> THE INPUT
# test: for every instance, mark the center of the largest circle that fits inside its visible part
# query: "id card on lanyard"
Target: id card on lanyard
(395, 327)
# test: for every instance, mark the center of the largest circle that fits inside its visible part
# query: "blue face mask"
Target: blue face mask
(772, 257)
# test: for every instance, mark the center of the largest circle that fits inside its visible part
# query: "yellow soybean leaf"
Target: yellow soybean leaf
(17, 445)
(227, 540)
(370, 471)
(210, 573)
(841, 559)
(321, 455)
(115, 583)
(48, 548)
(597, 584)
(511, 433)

...

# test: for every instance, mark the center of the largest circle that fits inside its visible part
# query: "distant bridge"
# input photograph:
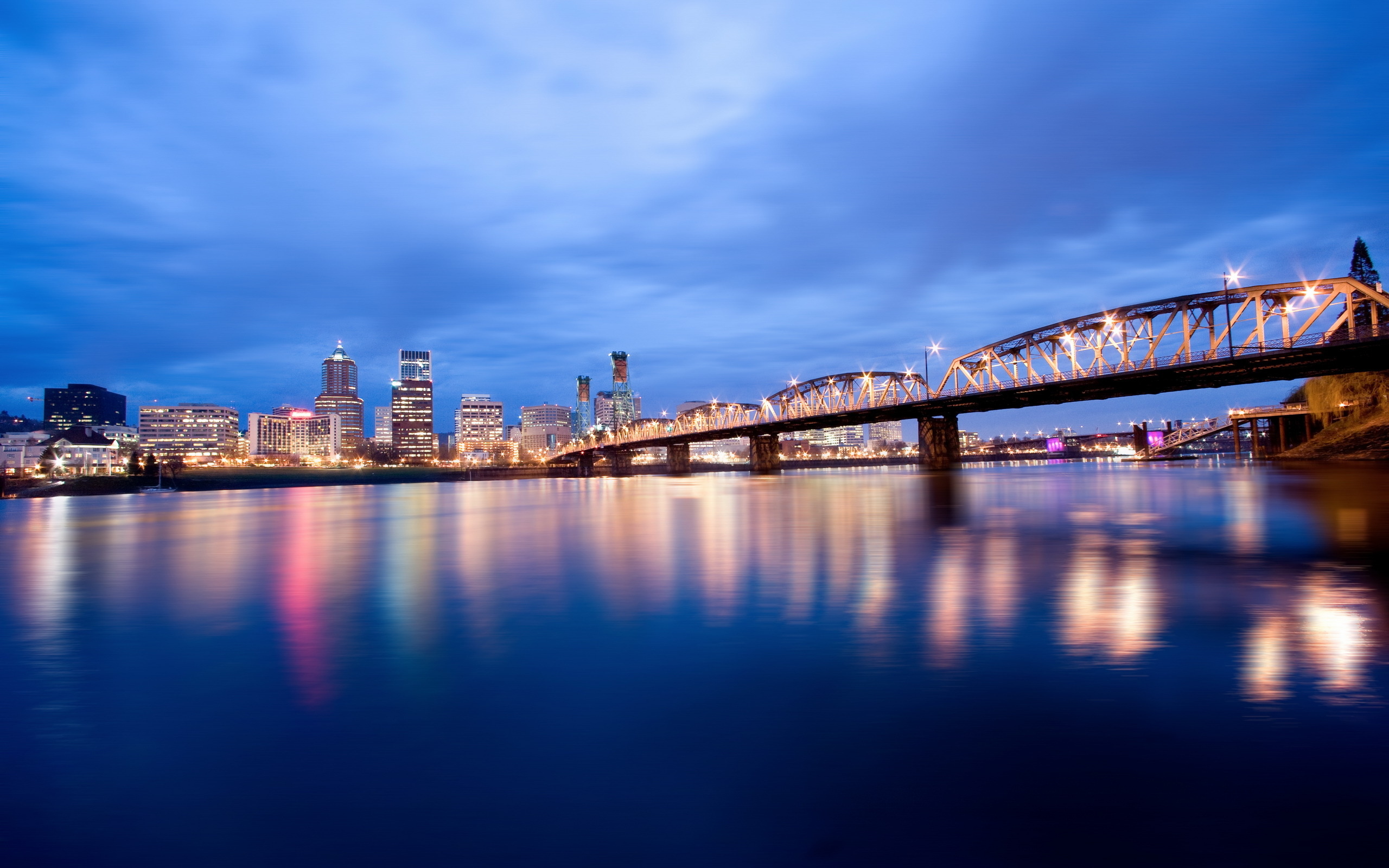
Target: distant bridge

...

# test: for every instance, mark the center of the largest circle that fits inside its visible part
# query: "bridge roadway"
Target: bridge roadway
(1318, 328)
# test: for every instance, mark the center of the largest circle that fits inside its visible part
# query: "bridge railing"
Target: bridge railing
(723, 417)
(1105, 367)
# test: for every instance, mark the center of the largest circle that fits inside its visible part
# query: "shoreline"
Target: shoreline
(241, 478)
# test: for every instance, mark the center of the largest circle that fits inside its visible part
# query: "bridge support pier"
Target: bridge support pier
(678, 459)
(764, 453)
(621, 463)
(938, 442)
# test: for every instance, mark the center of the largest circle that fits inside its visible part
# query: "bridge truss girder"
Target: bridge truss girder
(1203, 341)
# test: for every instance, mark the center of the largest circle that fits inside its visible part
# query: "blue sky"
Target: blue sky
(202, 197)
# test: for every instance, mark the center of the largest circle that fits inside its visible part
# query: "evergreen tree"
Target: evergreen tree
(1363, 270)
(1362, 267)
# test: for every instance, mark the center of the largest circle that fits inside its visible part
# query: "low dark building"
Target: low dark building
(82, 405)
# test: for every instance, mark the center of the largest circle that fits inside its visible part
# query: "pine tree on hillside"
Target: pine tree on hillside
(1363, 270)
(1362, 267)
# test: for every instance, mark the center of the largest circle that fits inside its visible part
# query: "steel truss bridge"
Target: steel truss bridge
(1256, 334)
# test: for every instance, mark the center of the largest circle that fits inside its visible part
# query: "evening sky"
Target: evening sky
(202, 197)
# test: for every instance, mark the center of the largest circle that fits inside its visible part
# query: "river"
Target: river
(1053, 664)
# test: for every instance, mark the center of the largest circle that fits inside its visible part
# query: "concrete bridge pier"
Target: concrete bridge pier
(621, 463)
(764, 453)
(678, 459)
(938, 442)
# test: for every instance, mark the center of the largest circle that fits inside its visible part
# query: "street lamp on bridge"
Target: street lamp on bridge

> YOUR INSTRUCTIONS
In the records above, find every line with the word "distant" and copy it.

> RESPONSE
# query: "distant bridge"
Target: distant bridge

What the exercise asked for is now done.